■ CONSIGNE: Recopiez toutes les lignes des enregistrements ci-dessous, demandes comprises, en multipliant par 0,65 chaque coordonnée de cadre figurant dans les réponses et en arrondissant à l'entier le plus proche, les demis vers le haut. Les nombres présents dans les demandes restent tels quels.

(Enregistrements conservés)
———
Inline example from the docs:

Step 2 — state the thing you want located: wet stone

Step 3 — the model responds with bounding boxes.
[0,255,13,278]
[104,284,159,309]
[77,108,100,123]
———
■ RÉPONSE:
Inline example from the docs:

Step 2 — state the thing you want located: wet stone

Step 3 — the model responds with bounding boxes.
[0,166,8,181]
[68,185,103,201]
[50,70,65,80]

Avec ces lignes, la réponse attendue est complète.